══ Recorded information ══

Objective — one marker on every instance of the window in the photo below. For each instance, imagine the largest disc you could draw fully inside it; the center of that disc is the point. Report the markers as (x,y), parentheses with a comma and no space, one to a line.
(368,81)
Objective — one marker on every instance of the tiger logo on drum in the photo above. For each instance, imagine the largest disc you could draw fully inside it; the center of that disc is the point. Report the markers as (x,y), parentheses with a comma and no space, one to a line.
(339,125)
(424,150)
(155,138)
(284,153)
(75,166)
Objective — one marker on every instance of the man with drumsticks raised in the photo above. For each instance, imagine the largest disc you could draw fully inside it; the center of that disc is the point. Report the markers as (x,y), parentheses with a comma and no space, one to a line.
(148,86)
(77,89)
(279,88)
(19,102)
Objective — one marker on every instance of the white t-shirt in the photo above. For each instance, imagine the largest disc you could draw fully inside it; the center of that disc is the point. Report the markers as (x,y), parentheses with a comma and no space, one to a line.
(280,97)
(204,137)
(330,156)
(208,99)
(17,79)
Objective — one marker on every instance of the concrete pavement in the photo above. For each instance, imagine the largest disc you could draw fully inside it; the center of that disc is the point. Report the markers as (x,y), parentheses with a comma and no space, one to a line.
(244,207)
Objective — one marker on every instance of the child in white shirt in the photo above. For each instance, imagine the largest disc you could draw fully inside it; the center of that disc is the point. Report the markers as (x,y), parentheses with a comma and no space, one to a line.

═══

_Exercise_
Repeat all of the data shown above, exactly as it appears.

_Written response_
Objective — one marker on every instance of the window in the photo below. For each instance, imagine the largest disc you could draw fully inside it; the center of that disc is the point. Report the markers as (x,y), parentheses with a comma and no space, one to a line.
(368,81)
Objective — one marker on every instance of the tiger logo on drum in the photo above. For each instance, imagine the largest disc you could draw fully inside it; the center of that disc is the point. Report the markers as (x,y), parentheses with a comma and no space, one to a line.
(339,125)
(424,150)
(155,138)
(284,153)
(75,166)
Objective — one marker on every instance of the man with drumsticks raised in the photo above. For each instance, imagine the largest disc you could draw fully inside it; the center of that disc is the point. Report the markers as (x,y), parentheses with a comma and no space, one to a line.
(148,86)
(77,89)
(279,88)
(19,102)
Objective — one marker on every instance of the white t-shirt in the photo above. For each instance, imagine the largest disc you could draw fully inside it; the center of that disc is the point. Report the markers as (x,y), parentheses with a comma and no space, one to a line.
(280,97)
(204,137)
(330,156)
(208,99)
(17,79)
Objective — one marker on every instance of the concrete pavement in the photo above. For each instance, imagine the largest disc you could draw fully inside it; the center of that disc is the point. Report the markers as (x,y), parentheses with a comma and no space, one to a line.
(244,207)
Objective — one marker on every instance of the child in white shirt in the photo above. For each instance, imagine the largest disc you could draw fully inside it; the center of that disc is the point. Report the markers as (x,y), parentheses with a comma and no space, one to a line.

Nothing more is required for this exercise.